* REQUIREMENTS: Transcribe each of the following entries line for line, without any alteration.
═════ DATASET ENTRIES
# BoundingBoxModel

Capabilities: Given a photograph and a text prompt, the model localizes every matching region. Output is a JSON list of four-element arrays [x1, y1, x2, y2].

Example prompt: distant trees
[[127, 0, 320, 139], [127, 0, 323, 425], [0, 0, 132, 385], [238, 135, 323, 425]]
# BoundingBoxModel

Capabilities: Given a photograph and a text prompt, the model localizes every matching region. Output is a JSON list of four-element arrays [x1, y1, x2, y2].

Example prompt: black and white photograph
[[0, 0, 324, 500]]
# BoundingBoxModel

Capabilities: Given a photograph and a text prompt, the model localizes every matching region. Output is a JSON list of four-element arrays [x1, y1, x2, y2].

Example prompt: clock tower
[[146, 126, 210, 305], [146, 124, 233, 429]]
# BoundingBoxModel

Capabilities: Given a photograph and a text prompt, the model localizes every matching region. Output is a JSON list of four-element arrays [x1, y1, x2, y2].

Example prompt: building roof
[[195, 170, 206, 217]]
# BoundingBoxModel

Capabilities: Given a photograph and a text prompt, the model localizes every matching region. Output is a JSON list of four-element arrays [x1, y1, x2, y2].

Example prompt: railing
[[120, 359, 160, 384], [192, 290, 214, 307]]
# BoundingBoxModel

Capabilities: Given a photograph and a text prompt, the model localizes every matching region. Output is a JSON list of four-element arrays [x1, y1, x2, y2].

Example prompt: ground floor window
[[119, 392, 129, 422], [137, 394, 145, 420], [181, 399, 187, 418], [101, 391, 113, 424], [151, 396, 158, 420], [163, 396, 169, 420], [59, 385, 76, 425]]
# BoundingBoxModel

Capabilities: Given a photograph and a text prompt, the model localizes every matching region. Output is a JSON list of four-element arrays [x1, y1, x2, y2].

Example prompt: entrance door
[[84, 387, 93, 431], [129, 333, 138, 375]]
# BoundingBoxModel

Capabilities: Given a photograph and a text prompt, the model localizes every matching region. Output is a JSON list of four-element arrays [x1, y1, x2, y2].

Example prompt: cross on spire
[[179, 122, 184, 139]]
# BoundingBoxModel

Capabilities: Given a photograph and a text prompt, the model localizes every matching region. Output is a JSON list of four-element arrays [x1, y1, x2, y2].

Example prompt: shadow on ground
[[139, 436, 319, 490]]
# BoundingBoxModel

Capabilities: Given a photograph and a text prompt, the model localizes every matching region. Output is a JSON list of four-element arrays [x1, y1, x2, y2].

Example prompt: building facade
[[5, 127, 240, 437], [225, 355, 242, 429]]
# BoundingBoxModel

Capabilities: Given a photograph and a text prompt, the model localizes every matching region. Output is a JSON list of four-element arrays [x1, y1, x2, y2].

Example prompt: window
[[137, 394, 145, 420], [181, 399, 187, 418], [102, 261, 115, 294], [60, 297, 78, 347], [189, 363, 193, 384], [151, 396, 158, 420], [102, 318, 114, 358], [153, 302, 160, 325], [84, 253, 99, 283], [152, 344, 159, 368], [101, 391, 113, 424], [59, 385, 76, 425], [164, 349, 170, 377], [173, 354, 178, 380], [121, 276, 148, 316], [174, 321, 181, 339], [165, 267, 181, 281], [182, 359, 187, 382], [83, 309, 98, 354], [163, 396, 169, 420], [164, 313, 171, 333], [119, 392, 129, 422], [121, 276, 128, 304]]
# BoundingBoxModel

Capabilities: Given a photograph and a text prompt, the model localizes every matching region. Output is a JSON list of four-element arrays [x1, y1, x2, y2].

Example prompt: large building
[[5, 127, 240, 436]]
══════════
* EXERCISE RESULT:
# BoundingBoxModel

Capabilities: Given a photograph and a text prompt, the model localizes every matching region. Output is a JSON list of four-element arrays [x1, y1, x2, y2].

Example prompt: distant trees
[[127, 0, 320, 139], [127, 0, 323, 425], [0, 0, 132, 385], [238, 135, 323, 425]]
# BoundingBoxModel

Capabilities: Given a photograph and a text prompt, the model localizes every matching region. Output is a JSON list of four-element arrays [x1, y1, x2, y2].

Example prompt: black and white photograph
[[0, 0, 324, 500]]
# BoundingBoxModel

Capabilities: Given a photograph and a text prompt, the model localizes every matching region. Output is a JSON list of four-element arrays [x1, y1, x2, y2].

Example prompt: clock tower
[[146, 126, 210, 305], [146, 124, 233, 429]]
# BoundingBoxModel

Capabilities: Given a photograph and a text prompt, the model localizes every matching region. Output is a JSON list of four-element arrays [x1, y1, x2, y2].

Example prompt: building roof
[[195, 170, 206, 217]]
# BoundingBoxModel

Capabilities: Given a photograph and a text prompt, the model localizes every matching region. Output is a JSON list of four-element arrays [x1, y1, x2, y2].

Example prompt: railing
[[120, 359, 160, 384], [192, 290, 214, 307]]
# BoundingBoxModel

Capabilities: Given a photograph and a text prompt, the model localizes every matching region. Output is a JSON list of four-element arrays [x1, y1, x2, y2].

Example prompt: ground floor window
[[119, 392, 129, 422], [137, 394, 145, 420], [181, 399, 187, 418], [101, 391, 113, 424], [151, 396, 158, 420], [163, 396, 169, 420], [59, 385, 76, 425]]
# BoundingBoxModel

Capabilities: Given a photograph and a text prompt, the model localizes every matching region. Output is a JSON list of four-element arrays [x1, y1, x2, y2].

Example prompt: entrance door
[[84, 387, 93, 431], [129, 333, 138, 375]]
# BoundingBoxModel

Capabilities: Given a photograph and a text prompt, the model localizes every matching region. Output is a JSON list of four-element arrays [x1, y1, x2, y2].

Example prompt: cross on spire
[[179, 122, 184, 139]]
# BoundingBoxModel

Capabilities: Given a photograph and a text prompt, the model localizes every matching region. Output is a JSON list of four-element arrays [x1, y1, x2, y2].

Example prompt: shadow on ground
[[139, 436, 319, 490]]
# BoundingBoxModel

Capabilities: Given a photograph and a text prompt, the model localizes every matching region. Output is a JSON list of four-element arrays [x1, y1, x2, y2].

Example prompt: building facade
[[5, 127, 240, 437], [225, 355, 242, 429]]
# BoundingBoxModel

Capabilities: Given a photograph and a text prompt, the model localizes every matching region. Output is a JSON list of four-element arrays [x1, y1, x2, y2].

Example prompt: window
[[137, 394, 145, 420], [181, 399, 187, 418], [102, 261, 115, 294], [60, 297, 78, 347], [189, 363, 193, 384], [151, 396, 158, 420], [102, 318, 114, 358], [153, 302, 160, 325], [84, 253, 99, 283], [152, 344, 159, 368], [101, 391, 113, 424], [59, 385, 76, 425], [164, 349, 170, 377], [173, 354, 178, 380], [121, 276, 148, 316], [174, 321, 181, 339], [165, 267, 181, 281], [182, 359, 187, 382], [83, 309, 98, 354], [163, 396, 169, 420], [164, 313, 171, 333], [119, 392, 129, 422], [121, 276, 128, 304]]
# BoundingBoxModel

Capabilities: Given a photograph and a text prompt, the model localizes every matching region. Output is a JSON list of four-element arrays [x1, y1, x2, y2].

Example prompt: large building
[[5, 127, 240, 436]]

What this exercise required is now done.